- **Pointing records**
%%

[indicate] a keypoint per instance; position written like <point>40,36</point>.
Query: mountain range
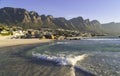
<point>31,19</point>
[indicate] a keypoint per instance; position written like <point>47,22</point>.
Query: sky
<point>104,11</point>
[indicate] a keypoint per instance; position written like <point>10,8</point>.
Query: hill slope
<point>31,19</point>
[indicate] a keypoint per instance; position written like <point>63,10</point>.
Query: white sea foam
<point>60,60</point>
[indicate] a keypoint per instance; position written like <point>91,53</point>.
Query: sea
<point>85,57</point>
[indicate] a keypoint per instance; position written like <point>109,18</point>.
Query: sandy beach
<point>13,42</point>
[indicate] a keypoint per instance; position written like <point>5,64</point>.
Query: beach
<point>13,42</point>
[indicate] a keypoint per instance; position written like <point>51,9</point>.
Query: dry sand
<point>13,42</point>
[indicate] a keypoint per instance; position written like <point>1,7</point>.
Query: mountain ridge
<point>30,19</point>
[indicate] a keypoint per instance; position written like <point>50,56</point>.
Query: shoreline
<point>14,42</point>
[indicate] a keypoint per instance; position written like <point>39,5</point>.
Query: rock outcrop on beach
<point>30,19</point>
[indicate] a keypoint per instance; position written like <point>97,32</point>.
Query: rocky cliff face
<point>22,17</point>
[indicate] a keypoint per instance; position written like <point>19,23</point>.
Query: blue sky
<point>103,10</point>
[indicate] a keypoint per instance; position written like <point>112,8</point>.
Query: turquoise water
<point>103,55</point>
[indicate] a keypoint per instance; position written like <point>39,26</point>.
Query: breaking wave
<point>60,60</point>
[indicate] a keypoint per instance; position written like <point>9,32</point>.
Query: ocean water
<point>87,57</point>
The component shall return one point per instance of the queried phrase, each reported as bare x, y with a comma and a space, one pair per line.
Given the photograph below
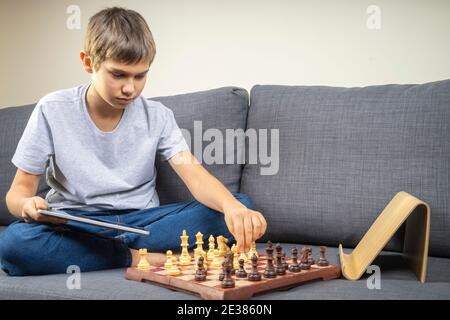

%%

- **Task instructions**
Reproduce every line from the line with "written like <point>39,26</point>." up to and including the last line of the rows, requests included, but multiply each coordinate in the answers by 1.7 and round to the nearest whole number, with halves rounded up. Leave the numbers in the requests and their format samples unchanged, and omit the pictures.

- **Exercise response**
[indicate] a keypoint per instance; position written like <point>39,26</point>.
Query: breaking wave
<point>102,102</point>
[indicate] a keypoint per instance; position written like <point>9,32</point>.
Query: ocean water
<point>148,97</point>
The component shall return one point per instance of the queried phrase, each reported as bare x, y with a comma and a space, one pair per line.
Given the photograph below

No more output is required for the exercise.